[Coordinate annotation entries]
---*---

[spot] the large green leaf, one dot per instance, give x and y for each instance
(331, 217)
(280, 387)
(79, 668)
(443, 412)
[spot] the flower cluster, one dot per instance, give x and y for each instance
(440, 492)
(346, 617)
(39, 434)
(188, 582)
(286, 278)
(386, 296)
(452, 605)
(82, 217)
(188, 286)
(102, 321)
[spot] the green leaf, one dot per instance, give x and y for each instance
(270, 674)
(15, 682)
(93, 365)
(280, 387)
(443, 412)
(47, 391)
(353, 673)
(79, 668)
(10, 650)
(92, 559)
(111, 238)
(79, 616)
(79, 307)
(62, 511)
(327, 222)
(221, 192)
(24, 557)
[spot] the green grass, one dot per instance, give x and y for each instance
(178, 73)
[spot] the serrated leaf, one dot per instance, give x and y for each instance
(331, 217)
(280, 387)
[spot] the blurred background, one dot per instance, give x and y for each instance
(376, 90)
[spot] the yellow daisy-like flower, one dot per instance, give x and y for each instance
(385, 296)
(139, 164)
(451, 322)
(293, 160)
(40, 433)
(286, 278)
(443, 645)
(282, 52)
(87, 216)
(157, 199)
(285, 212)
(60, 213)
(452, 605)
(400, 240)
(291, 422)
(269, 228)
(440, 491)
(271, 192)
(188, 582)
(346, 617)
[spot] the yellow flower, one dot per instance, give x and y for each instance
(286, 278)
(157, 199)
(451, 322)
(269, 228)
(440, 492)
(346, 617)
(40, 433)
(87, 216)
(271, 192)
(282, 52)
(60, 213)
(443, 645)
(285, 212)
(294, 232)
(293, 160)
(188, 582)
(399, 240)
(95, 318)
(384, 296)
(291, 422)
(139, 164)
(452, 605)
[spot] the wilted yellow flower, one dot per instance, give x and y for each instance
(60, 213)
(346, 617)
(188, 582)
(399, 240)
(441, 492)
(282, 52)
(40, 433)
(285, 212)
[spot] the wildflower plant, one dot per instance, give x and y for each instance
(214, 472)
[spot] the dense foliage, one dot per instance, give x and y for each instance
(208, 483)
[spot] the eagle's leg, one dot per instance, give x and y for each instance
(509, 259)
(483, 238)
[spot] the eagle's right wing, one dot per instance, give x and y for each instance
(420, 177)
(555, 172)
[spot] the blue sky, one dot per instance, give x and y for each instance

---*---

▶ **Stated problem**: Copy out all of the data above word for word, keeping every line in its original order.

▶ **Written response**:
[spot] the large green leaf, one dot per instance, give x and y for each instance
(331, 217)
(280, 387)
(79, 668)
(443, 412)
[spot] the flower cluster, one dot per instance, give x and y for each instance
(440, 492)
(346, 617)
(39, 434)
(188, 582)
(286, 278)
(386, 296)
(452, 605)
(82, 217)
(188, 286)
(102, 321)
[spot] the green leaf, one dot per instance, give x and y for each instance
(270, 674)
(15, 682)
(93, 365)
(280, 387)
(443, 412)
(47, 391)
(353, 673)
(79, 668)
(10, 650)
(92, 559)
(111, 238)
(79, 616)
(79, 307)
(62, 511)
(327, 222)
(221, 192)
(24, 557)
[spot] the green grass, one dot per instance, give x and y for each instance
(178, 73)
[spot] the serrated leaf, one dot per instance, give x and y for each instance
(331, 217)
(280, 387)
[spot] the blurred background, one dot per instance, give x and y for each instance
(376, 90)
[spot] the yellow daisy-like flower, one dot per instance, give x and y for each instance
(385, 296)
(139, 164)
(451, 322)
(293, 160)
(40, 433)
(286, 278)
(443, 645)
(282, 52)
(87, 216)
(157, 199)
(285, 212)
(60, 213)
(452, 605)
(400, 240)
(291, 422)
(269, 228)
(440, 491)
(271, 192)
(188, 582)
(346, 617)
[spot] the yellow flower, one dot per instance, give x and y for each instance
(286, 278)
(157, 199)
(451, 322)
(269, 228)
(440, 492)
(346, 617)
(40, 433)
(87, 216)
(271, 192)
(282, 52)
(60, 213)
(443, 645)
(285, 212)
(294, 232)
(293, 160)
(188, 582)
(399, 240)
(95, 318)
(384, 296)
(291, 422)
(139, 164)
(452, 605)
[spot] the wilted yellow flower, one dot per instance, give x and y for each instance
(60, 213)
(346, 617)
(188, 582)
(399, 240)
(441, 492)
(282, 52)
(40, 433)
(285, 212)
[spot] the wildflower plant, one dot per instance, give x and y for each instance
(214, 472)
[spot] the dense foliage, one dot per instance, give x and y for each instance
(208, 483)
[spot] the eagle's leg, one dot per instance, give x and y for each instance
(509, 259)
(483, 238)
[spot] the eagle's right wing, one dot per instance, give x and y for each instance
(420, 177)
(555, 172)
[spot] the blue sky, one dot per instance, give x and y for each instance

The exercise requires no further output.